» Task prompt
In the entries below, the line with "column 468, row 63" marks the start. Return it and every following line exactly, ending with the last.

» Data excerpts
┄┄┄┄┄┄

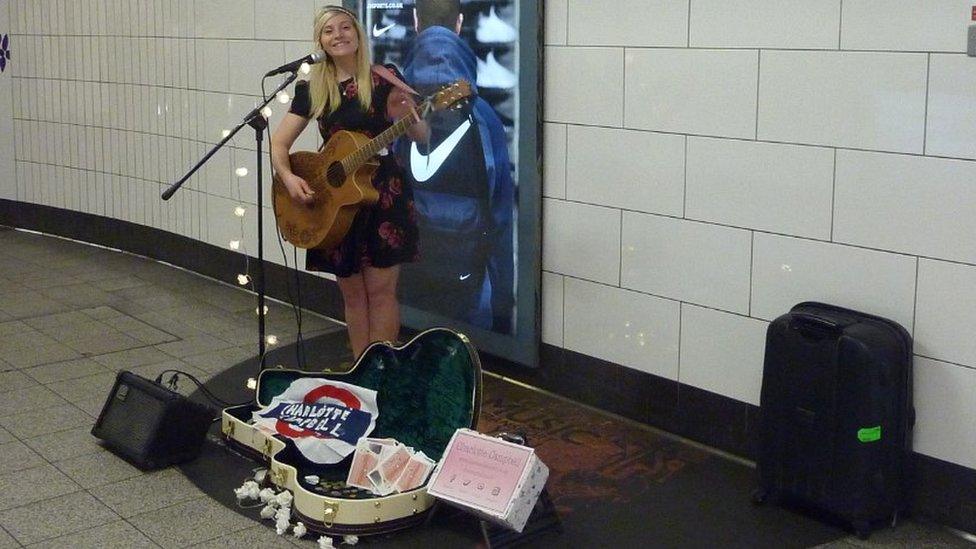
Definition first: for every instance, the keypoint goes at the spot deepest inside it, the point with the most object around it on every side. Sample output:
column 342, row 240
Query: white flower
column 249, row 490
column 266, row 495
column 284, row 499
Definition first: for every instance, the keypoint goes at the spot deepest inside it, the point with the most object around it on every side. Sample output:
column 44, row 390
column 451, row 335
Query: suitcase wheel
column 760, row 496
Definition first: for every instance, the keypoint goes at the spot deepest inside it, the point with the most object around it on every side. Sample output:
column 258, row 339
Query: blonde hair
column 323, row 85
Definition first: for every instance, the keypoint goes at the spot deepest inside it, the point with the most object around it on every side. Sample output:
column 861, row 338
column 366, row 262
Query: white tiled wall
column 710, row 163
column 707, row 163
column 113, row 100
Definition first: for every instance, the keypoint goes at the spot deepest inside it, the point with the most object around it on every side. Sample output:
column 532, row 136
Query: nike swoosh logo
column 424, row 167
column 377, row 32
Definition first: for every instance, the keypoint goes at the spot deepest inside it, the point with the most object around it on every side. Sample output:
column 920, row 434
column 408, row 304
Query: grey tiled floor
column 71, row 316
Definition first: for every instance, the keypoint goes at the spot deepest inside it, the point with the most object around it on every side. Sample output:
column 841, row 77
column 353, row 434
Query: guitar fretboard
column 352, row 162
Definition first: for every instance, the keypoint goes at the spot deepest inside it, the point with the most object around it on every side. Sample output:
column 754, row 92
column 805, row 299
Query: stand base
column 544, row 519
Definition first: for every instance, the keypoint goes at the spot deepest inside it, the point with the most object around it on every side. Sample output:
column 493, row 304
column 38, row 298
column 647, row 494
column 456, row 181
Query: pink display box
column 497, row 480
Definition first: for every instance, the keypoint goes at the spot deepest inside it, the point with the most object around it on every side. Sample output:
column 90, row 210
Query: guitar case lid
column 426, row 390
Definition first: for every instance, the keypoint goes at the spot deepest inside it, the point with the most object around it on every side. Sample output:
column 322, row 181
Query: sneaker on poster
column 491, row 74
column 492, row 29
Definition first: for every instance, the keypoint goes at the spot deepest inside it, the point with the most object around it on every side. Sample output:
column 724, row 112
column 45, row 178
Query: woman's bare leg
column 356, row 305
column 384, row 309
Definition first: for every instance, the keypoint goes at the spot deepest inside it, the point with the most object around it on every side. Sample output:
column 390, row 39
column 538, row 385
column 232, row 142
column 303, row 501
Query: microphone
column 311, row 59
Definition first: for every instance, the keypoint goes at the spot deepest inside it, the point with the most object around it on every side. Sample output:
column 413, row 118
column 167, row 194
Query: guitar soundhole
column 336, row 174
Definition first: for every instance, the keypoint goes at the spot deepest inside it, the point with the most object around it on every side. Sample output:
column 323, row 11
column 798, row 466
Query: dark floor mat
column 614, row 484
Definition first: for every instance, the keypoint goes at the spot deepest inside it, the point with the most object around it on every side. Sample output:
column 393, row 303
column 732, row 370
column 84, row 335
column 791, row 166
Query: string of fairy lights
column 244, row 279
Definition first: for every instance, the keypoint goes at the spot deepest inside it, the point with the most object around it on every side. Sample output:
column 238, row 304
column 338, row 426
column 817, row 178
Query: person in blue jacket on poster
column 463, row 187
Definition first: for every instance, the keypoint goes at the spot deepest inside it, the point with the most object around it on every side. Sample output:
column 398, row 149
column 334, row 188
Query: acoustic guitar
column 341, row 176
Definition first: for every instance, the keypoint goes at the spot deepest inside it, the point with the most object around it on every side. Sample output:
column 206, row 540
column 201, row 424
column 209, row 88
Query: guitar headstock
column 450, row 95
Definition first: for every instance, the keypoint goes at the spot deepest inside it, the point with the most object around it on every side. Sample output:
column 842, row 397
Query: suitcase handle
column 810, row 322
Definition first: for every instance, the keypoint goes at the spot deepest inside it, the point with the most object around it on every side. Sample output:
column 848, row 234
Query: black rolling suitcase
column 836, row 415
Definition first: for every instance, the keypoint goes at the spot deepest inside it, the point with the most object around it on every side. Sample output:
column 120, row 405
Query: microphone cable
column 295, row 300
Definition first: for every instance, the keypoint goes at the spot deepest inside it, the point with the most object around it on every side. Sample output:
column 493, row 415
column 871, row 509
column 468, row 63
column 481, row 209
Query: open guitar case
column 426, row 390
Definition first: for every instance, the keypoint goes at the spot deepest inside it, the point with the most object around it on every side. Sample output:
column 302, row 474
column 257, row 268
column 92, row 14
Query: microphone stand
column 257, row 121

┄┄┄┄┄┄

» Response to this task
column 468, row 63
column 481, row 209
Query: open guitar case
column 426, row 390
Definition first: for every instance, the keypoint goes at the spot deepest inside it, the point with the most object around it on every side. Sample output:
column 302, row 474
column 257, row 268
column 92, row 14
Query: microphone stand
column 257, row 121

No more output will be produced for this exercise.